▶ RECORD EXCERPTS:
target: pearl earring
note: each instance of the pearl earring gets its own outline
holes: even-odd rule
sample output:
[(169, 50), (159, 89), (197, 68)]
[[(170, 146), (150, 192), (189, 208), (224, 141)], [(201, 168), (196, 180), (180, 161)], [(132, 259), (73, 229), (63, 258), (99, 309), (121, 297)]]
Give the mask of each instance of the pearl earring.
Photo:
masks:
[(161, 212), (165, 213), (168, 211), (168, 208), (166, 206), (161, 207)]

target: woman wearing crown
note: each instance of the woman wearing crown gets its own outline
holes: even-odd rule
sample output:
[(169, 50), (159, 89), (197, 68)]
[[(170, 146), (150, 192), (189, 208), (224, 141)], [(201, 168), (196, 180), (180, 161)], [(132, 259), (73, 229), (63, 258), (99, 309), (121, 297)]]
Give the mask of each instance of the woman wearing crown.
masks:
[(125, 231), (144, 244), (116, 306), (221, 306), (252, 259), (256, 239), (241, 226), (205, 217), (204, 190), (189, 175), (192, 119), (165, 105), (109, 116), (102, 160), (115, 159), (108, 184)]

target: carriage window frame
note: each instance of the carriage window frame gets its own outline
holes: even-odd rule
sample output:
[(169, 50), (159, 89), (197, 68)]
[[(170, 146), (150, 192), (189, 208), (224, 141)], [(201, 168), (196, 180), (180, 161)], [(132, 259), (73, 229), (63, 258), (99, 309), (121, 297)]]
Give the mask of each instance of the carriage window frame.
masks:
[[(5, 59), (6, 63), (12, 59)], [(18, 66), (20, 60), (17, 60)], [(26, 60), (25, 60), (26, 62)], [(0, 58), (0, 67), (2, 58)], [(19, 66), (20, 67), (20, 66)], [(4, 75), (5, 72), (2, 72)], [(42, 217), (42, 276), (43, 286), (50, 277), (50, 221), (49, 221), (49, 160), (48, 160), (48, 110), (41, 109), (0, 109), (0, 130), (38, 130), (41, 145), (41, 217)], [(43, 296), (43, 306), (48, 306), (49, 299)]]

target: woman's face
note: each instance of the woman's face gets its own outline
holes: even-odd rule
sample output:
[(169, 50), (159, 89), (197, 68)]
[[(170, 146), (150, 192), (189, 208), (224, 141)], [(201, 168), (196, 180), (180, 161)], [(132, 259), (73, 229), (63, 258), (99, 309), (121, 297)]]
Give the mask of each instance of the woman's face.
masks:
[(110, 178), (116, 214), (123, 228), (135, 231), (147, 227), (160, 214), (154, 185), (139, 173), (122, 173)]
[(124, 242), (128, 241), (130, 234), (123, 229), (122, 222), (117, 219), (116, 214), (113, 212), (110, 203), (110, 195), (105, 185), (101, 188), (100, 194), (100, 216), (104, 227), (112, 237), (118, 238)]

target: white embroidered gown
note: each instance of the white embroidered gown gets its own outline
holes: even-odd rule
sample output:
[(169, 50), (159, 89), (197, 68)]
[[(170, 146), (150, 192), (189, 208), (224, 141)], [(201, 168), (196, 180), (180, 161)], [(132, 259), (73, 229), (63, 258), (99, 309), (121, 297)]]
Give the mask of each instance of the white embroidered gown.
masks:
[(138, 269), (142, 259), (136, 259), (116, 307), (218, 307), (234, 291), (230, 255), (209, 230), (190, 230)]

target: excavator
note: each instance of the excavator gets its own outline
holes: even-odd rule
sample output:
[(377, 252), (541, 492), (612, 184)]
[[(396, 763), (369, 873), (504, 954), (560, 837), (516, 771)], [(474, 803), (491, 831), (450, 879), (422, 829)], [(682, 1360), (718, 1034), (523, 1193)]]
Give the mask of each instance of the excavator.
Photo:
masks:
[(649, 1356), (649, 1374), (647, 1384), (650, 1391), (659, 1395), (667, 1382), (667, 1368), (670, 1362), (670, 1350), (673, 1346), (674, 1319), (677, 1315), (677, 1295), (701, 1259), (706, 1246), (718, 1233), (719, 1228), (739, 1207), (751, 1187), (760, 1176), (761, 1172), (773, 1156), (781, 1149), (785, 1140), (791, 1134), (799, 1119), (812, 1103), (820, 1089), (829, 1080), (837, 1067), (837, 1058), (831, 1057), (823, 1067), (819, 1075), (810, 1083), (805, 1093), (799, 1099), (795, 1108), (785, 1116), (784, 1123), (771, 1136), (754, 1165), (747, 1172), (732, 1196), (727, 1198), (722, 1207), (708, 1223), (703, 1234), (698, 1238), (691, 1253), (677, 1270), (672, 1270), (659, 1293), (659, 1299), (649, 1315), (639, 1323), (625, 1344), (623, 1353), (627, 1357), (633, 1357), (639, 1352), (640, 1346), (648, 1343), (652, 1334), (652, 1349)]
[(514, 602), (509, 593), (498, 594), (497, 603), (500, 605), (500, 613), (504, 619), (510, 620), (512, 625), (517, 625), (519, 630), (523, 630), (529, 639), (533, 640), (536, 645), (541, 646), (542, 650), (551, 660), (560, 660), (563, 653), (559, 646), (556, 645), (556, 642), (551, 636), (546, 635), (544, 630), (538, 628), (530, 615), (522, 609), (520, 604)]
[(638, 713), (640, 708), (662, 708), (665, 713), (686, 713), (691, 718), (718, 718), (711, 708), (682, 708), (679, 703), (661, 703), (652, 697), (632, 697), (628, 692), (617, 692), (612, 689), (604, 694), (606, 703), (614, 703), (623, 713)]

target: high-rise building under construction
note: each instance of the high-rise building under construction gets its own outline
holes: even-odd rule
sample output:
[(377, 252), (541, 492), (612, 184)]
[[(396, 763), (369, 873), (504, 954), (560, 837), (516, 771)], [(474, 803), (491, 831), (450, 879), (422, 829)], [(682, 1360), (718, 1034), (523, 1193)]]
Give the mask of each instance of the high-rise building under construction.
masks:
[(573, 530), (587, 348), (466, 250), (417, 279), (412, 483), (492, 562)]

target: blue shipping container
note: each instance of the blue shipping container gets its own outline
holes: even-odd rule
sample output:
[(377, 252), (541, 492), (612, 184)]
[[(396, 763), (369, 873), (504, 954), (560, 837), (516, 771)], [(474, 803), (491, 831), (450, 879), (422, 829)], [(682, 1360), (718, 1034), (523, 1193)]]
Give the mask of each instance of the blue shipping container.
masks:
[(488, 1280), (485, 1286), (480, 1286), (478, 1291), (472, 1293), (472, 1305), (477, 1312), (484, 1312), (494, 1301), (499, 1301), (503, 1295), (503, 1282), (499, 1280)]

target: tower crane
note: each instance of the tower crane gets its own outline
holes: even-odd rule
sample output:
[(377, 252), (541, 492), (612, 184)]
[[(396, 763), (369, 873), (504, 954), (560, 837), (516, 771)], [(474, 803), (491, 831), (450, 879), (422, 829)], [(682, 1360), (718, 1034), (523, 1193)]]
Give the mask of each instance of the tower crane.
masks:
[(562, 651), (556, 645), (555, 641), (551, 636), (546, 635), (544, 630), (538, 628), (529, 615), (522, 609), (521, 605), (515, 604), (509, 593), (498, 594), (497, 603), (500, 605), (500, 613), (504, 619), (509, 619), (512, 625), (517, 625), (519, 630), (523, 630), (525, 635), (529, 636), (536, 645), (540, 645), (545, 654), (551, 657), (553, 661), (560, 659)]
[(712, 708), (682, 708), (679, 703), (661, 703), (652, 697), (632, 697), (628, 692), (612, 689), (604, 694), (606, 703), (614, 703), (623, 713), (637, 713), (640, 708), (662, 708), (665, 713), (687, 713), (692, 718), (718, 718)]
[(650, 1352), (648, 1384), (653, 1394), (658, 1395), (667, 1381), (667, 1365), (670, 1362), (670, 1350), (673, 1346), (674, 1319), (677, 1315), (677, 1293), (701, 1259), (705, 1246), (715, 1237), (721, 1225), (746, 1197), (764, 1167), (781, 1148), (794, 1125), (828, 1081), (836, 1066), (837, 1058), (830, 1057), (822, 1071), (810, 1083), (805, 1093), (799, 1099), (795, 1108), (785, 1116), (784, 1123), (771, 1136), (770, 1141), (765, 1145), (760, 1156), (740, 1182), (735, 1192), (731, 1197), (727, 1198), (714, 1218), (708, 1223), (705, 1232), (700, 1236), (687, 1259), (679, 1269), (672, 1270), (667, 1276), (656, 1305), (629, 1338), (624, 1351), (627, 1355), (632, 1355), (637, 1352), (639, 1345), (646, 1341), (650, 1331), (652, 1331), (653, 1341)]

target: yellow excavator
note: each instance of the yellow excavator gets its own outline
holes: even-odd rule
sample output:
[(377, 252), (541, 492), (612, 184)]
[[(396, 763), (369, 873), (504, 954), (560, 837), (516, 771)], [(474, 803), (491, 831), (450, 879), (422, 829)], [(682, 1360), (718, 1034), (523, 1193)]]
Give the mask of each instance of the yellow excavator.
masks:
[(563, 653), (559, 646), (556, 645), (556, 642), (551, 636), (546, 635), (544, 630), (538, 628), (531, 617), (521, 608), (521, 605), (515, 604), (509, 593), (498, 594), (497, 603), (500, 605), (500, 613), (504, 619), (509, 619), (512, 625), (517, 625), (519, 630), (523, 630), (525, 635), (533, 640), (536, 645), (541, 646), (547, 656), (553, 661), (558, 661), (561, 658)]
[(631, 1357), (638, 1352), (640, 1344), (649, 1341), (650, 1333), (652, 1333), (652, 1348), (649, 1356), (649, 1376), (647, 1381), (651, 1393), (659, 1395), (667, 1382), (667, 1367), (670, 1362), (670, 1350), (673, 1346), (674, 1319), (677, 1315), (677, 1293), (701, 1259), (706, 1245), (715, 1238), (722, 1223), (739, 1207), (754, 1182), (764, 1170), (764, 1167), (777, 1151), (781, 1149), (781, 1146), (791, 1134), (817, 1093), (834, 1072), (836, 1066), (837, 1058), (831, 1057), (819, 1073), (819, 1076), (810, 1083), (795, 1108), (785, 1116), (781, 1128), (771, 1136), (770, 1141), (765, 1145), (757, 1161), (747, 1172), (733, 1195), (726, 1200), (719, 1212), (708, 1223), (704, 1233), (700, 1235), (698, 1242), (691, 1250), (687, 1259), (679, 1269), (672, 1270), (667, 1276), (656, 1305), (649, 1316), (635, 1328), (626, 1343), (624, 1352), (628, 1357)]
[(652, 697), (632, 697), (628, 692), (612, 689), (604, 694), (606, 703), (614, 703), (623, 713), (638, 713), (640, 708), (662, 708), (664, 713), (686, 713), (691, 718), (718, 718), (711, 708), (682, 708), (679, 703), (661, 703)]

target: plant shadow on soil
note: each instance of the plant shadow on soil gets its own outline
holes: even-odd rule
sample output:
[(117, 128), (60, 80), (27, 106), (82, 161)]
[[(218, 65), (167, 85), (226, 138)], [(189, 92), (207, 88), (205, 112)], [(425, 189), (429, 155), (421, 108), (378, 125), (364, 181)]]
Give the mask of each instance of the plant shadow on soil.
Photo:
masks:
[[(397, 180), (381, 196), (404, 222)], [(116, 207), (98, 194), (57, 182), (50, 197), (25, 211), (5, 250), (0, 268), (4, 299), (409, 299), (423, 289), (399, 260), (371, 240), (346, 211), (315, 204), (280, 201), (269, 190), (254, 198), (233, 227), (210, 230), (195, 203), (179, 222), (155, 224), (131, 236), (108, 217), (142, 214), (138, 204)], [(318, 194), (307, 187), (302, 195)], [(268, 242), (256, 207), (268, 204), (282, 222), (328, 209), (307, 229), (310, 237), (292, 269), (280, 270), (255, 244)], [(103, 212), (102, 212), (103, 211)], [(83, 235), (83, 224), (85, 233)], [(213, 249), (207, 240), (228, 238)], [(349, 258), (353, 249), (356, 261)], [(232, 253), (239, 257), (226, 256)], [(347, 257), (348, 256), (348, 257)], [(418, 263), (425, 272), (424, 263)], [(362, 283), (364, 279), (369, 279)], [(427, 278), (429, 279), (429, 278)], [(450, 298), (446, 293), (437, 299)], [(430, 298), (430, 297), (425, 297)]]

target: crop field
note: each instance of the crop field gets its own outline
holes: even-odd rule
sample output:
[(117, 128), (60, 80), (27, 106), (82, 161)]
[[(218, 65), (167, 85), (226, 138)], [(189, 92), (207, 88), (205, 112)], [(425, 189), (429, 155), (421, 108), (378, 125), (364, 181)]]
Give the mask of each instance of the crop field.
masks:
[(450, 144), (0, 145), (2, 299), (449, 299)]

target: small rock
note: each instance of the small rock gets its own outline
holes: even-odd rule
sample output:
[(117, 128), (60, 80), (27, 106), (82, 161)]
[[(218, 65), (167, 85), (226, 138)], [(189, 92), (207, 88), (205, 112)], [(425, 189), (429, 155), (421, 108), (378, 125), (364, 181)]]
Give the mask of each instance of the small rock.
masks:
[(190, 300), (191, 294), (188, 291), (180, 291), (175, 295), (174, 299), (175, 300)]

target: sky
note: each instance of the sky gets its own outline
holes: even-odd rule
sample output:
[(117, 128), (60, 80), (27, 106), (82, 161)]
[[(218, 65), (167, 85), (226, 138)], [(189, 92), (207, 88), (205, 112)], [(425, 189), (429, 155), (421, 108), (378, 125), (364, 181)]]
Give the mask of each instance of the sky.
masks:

▶ EXERCISE BRIEF: Which lines above include "pearl"? Show each of them by copying it.

▶ ANSWER TO THE PROBLEM:
target: pearl earring
note: each instance of the pearl earring gets its own outline
Give the mask of each instance of the pearl earring.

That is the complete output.